> REQUIREMENT
Pull out every line of the listing that contains the word "background" and copy each one as it appears.
------------------------------------
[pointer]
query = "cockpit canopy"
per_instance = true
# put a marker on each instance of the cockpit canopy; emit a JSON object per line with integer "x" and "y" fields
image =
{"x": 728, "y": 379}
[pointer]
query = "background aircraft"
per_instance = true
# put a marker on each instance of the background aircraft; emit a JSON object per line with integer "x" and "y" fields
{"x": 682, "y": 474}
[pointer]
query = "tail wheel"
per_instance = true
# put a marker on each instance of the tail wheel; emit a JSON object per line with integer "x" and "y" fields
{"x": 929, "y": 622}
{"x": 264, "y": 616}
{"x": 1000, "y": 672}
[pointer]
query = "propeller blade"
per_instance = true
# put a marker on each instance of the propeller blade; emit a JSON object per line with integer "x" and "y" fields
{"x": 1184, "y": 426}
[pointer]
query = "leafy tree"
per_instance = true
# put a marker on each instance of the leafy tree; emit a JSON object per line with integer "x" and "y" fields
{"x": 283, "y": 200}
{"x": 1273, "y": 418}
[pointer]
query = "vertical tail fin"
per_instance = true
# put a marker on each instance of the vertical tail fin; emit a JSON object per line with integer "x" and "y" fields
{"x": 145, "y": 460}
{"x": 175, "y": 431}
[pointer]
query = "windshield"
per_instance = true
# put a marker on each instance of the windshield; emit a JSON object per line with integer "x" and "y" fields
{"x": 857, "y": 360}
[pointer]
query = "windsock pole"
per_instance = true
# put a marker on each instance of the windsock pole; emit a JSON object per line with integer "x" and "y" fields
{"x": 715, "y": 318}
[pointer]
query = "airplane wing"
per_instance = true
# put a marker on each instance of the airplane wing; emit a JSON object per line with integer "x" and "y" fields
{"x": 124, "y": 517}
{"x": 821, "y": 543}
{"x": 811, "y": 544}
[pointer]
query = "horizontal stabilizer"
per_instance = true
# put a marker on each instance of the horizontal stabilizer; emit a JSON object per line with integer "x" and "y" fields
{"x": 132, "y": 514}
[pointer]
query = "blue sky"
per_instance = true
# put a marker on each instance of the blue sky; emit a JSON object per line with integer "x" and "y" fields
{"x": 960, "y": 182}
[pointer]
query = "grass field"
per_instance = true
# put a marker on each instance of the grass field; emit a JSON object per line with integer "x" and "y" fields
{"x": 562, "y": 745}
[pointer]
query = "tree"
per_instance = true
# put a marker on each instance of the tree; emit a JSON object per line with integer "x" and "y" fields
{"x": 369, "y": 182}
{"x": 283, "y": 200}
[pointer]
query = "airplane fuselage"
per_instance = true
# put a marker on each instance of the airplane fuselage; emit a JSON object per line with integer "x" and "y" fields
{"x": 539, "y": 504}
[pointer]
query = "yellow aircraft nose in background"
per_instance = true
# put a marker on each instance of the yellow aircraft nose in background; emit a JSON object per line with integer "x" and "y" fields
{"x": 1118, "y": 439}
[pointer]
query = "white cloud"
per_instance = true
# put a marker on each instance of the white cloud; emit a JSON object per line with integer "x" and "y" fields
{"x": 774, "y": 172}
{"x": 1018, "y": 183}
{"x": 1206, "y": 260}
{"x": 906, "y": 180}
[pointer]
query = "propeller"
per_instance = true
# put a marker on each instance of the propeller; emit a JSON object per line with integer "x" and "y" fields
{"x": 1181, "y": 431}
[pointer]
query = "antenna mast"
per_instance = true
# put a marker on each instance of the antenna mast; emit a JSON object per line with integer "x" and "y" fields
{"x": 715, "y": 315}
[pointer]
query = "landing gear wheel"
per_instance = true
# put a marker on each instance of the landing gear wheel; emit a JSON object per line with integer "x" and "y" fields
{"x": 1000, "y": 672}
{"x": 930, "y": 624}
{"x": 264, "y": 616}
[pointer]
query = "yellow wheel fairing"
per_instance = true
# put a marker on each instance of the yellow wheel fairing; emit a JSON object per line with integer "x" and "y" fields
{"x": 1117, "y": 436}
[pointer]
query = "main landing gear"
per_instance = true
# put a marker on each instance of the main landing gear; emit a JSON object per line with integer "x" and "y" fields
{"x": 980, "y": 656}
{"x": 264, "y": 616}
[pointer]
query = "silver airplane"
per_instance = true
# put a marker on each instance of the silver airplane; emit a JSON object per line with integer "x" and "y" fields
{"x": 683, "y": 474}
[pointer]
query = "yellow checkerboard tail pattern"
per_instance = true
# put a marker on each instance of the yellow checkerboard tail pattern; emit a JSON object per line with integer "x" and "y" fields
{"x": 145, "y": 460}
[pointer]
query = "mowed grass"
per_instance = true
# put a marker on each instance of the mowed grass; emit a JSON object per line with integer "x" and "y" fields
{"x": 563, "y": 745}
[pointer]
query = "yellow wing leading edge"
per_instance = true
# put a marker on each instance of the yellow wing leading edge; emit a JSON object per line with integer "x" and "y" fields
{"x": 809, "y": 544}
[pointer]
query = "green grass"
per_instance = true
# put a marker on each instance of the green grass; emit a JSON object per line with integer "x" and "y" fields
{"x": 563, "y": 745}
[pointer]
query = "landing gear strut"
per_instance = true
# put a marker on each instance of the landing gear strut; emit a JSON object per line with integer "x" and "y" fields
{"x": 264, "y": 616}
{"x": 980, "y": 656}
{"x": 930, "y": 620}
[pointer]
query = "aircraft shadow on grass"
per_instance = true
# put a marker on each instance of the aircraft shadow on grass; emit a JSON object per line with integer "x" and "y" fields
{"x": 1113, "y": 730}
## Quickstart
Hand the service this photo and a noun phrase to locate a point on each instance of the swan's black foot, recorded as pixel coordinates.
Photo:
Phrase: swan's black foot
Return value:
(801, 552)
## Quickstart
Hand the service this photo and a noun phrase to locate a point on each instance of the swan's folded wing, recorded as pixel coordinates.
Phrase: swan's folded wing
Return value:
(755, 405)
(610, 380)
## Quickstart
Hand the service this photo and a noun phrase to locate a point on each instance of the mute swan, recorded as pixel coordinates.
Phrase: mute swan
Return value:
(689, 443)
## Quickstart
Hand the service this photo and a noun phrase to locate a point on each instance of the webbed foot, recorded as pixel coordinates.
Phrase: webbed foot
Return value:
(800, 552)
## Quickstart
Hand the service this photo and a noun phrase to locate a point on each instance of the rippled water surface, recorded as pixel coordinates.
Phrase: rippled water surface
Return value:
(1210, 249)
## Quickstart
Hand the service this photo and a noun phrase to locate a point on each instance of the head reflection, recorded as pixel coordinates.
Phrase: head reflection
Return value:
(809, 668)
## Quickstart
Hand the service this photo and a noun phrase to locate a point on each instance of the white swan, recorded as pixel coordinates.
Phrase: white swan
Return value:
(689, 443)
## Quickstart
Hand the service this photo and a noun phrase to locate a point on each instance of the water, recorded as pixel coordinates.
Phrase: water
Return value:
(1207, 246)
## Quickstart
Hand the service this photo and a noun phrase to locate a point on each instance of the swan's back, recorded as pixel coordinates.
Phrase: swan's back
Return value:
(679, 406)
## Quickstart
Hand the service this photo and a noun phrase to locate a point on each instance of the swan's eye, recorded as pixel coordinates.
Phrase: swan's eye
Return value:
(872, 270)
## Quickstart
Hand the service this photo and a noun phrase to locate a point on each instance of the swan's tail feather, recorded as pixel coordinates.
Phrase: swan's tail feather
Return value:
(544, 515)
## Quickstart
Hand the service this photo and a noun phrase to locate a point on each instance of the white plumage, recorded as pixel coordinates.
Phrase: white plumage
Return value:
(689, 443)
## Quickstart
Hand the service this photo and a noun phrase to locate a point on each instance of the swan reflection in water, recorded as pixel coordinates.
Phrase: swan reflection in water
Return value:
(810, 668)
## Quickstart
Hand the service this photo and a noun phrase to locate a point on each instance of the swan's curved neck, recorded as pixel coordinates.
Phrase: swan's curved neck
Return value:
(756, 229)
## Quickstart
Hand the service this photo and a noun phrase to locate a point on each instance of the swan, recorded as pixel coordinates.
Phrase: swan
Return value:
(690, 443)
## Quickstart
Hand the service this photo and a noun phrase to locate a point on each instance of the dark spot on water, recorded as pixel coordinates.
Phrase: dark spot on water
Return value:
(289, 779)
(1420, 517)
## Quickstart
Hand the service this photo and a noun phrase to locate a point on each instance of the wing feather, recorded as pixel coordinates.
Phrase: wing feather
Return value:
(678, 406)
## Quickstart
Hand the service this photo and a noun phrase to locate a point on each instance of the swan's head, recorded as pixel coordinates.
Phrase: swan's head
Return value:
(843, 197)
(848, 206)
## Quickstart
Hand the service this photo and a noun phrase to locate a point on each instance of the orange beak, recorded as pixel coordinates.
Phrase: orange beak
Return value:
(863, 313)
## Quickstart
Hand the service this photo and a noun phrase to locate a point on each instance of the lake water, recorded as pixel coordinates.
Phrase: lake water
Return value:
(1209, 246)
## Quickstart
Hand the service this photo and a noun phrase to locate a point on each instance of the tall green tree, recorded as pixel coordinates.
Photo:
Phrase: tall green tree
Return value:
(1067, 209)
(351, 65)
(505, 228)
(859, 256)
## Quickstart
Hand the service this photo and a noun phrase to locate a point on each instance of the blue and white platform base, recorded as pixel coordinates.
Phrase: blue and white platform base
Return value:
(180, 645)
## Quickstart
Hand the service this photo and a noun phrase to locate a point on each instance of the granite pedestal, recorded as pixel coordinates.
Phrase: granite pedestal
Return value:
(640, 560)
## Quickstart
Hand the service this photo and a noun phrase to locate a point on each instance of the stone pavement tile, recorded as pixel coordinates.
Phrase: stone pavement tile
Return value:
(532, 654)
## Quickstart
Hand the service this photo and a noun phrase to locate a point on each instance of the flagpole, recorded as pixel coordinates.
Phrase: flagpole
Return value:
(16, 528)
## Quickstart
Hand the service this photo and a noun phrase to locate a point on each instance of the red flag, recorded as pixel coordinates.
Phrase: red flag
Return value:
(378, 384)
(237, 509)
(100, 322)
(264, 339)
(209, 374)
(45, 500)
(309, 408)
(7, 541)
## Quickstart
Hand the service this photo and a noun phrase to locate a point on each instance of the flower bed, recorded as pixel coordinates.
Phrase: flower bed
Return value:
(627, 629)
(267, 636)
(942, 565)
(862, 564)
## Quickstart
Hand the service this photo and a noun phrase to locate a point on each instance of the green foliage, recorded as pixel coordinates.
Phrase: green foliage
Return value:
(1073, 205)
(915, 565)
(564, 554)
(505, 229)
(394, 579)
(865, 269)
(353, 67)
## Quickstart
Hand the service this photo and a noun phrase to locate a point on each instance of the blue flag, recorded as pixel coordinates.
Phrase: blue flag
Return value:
------------------------------------
> RESPONSE TO THIS TASK
query = "background aircraft"
# put a marker on each instance of the background aircraft; emit a JSON object per line with integer "x" and "y" fields
query = "yellow aircraft nose in background"
# put a marker on each instance of the yellow aircraft nose in background; emit a JSON object per line with integer "x" and "y" fields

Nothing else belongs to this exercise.